◆ **YOUR INSTRUCTIONS**:
Reproduce the following lines word for word, with nothing changed.

(Object position labeling entries)
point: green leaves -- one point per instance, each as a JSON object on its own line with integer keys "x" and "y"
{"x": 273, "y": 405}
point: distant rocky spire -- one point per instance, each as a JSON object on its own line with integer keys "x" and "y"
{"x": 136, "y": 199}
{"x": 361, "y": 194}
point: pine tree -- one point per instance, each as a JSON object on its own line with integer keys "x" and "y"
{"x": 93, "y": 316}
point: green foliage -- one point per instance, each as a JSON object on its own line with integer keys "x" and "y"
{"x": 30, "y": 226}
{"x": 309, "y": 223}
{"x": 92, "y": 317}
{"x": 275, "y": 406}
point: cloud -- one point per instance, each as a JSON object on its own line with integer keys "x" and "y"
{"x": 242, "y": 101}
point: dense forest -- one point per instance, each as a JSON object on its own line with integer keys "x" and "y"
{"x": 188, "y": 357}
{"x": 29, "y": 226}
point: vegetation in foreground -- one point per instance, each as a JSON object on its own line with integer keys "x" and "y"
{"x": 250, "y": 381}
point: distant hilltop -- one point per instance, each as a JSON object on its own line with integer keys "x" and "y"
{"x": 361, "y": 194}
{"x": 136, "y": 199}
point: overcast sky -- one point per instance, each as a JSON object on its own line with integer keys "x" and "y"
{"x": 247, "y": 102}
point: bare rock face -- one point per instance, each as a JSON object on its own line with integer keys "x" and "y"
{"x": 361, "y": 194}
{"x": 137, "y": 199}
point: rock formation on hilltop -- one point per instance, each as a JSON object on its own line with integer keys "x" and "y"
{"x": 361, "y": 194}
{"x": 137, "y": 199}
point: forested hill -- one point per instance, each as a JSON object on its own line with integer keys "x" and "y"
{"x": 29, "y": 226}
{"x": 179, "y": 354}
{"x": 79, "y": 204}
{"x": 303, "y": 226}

◆ **THE RESULT**:
point: green leaves -- one point per instance, each as a JSON object on its own line with integer keys "x" and "y"
{"x": 273, "y": 405}
point: distant rocky spire -- one point per instance, each as a JSON object on its own line with integer keys "x" and "y"
{"x": 136, "y": 199}
{"x": 361, "y": 194}
point: pine tree -- one point per instance, each as a JSON object on its own line with integer keys "x" and "y"
{"x": 93, "y": 316}
point: green foliage -- one point per instance, each as a JSON object on its own line with integer keys "x" and "y"
{"x": 30, "y": 226}
{"x": 309, "y": 223}
{"x": 92, "y": 317}
{"x": 275, "y": 406}
point: cloud -- one point per instance, each as a JSON object on its own line with integer keys "x" and "y"
{"x": 242, "y": 101}
point: dense forest -- one point per instance, each as a JSON object on its own line with integer keys "x" and "y"
{"x": 188, "y": 357}
{"x": 29, "y": 226}
point: vegetation in foreground -- one point per instance, each as a JSON object on its own line with integer keys "x" and "y"
{"x": 250, "y": 381}
point: distant hilltop -- one point per instance, each as a JSON object on its own line with integer keys "x" and "y"
{"x": 361, "y": 194}
{"x": 136, "y": 199}
point: overcast sky -- one point per instance, each as a JSON object on its own line with integer keys "x" and "y"
{"x": 247, "y": 102}
point: bare rock face -- one point per instance, each as a JSON object on its own line with integer keys "x" and "y"
{"x": 361, "y": 194}
{"x": 137, "y": 199}
point: rock formation on hilltop -- one point per instance, each as a JSON object on its own line with integer keys "x" and "y"
{"x": 361, "y": 194}
{"x": 137, "y": 199}
point: forested hill -- one point per instance, each as a JSON object on its own line with integer keys "x" and "y"
{"x": 29, "y": 226}
{"x": 179, "y": 354}
{"x": 79, "y": 204}
{"x": 303, "y": 226}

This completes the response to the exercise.